====== Document source
La Commission européenne (CE) a publié le 7 mars un Livre vert sur une stratégie européenne en matière de déchets plastiques dans l’environnement , en consultation jusqu’à début juin 2013.
A travers 26 questions, ce Livre vert interroge les Européens sur les mesures à prendre pour limiter l’impact des déchets plastiques sur l’environnement et dresse un constat relativement complet de la problématique tant d’un point de vue sanitaire que d’un point de vue de la préservation des ressources naturelles.
La CE note ainsi que si les matières plastiques sont entièrement recyclables, seulement 21,3% des déchets plastiques produits en Europe en 2008 ont été recyclés. L’une des causes mises en avant est "la multitude des additifs utilisés dans la production [qui] peut constituer un obstacle majeur pour le recyclage (…) ou déboucher sur un "sous-cyclage" plutôt que sur un recyclage tout au long du cycle de vie". Dès lors, "une moindre utilisation de substances dangereuses dans les matières plastiques permettrait d’augmenter leurs possibilités de recyclage", mais aussi de diminuer les risques sanitaires liés à la présence de perturbateurs endocriniens parmi ces additifs, qui "s’accumulent dans les tissus corporels, avec des effets potentiellement cancérigènes et mutagènes".
============
> _Série de tâches_
- 1) Répondez aux questions suivantes à partir du texte sur les déchets plastiques :
(a) À quelle date la Commission européenne a-t-elle publié le Livre vert ?
(b) Combien de questions le Livre vert pose-t-il aux Européens ?
(c) Quelle part des déchets plastiques produits en Europe en 2008 a été recyclée ?
- 2) Modifiez le passage du texte sur les déchets plastiques allant de "La Commission européenne" à "des ressources naturelles." en remplaçant "Livre vert" par "document de consultation".
- 3) Poursuivez le texte sur les déchets plastiques à partir de sa dernière phrase.
====== Extraits de données
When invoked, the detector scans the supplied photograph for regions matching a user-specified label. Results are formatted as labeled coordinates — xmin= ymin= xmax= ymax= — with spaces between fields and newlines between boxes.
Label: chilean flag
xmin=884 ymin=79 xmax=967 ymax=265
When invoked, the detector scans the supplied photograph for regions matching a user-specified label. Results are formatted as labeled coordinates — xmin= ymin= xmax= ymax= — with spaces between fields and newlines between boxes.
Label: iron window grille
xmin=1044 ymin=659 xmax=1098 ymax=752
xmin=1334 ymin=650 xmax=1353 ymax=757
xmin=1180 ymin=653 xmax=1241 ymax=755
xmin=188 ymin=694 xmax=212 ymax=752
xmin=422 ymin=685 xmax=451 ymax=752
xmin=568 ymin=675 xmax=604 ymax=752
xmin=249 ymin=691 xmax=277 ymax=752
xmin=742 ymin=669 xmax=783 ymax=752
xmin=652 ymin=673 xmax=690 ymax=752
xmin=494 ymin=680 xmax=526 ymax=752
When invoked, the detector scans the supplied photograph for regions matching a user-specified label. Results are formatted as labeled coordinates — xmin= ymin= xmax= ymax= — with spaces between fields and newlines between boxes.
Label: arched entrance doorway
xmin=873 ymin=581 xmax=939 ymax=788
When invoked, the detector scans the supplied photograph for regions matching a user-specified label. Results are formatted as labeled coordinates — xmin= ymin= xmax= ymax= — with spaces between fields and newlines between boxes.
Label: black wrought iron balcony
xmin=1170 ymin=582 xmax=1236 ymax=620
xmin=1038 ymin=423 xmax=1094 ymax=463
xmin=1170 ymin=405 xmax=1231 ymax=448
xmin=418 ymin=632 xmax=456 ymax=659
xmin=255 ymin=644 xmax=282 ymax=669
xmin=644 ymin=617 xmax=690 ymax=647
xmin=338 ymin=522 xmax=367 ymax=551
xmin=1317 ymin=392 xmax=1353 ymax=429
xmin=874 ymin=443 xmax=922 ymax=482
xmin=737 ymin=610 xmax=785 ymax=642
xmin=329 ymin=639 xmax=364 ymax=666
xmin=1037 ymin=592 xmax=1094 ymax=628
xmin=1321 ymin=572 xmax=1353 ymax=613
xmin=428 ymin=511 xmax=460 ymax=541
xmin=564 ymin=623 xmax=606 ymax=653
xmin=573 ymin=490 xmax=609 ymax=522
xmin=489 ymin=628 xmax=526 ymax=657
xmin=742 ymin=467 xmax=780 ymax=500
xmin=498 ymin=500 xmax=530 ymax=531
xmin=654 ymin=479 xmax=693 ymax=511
============
> _Série de réponses_
- 1)
(a) Le 7 mars.
(b) 26 questions.
(c) 21,3 %.

- 2)
La Commission européenne (CE) a publié le 7 mars un document de consultation sur une stratégie européenne en matière de déchets plastiques dans l’environnement , en consultation jusqu’à début juin 2013.
A travers 26 questions, ce document de consultation interroge les Européens sur les mesures à prendre pour limiter l’impact des déchets plastiques sur l’environnement et dresse un constat relativement complet de la problématique tant d’un point de vue sanitaire que d’un point de vue de la préservation des ressources naturelles.

- 3)
La CE appelle notamment à réfléchir au cas des déchets d’emballages, qui "représentent 63% du total des déchets plastiques produits" et pour lesquels la matière plastique est utilisée "comme produit bon marché, qui n’est le plus souvent pas réutilisable ou dont la réutilisation n’est pas prévue". Si en matière d’éco-conception la CE ne propose que des actions volontaires, elle reconnaît, pour la première fois dans une communication officielle, l’existence de "l’obsolescence technique ou programmée" et préconise d’agir contre ces "conceptions [qui rendent] la réparation des produits en matière plastique non rentable ou même techniquement impossible". Mais le principal cheval de bataille reste la "prolifération de produits jetables à usage unique et à brève durée de vie", à commencer par les sachets plastiques qui "contribuent inutilement au volume de déchets plastiques présents dans le milieu marin", une pollution qui constitue pour les auteurs du Livre vert "l’un des problèmes environnementaux les plus critiques à l’échelle planétaire". Recycler, d’accord, mais réduisons d’abord… et ce n’est pas faute de l’avoir dit et répété !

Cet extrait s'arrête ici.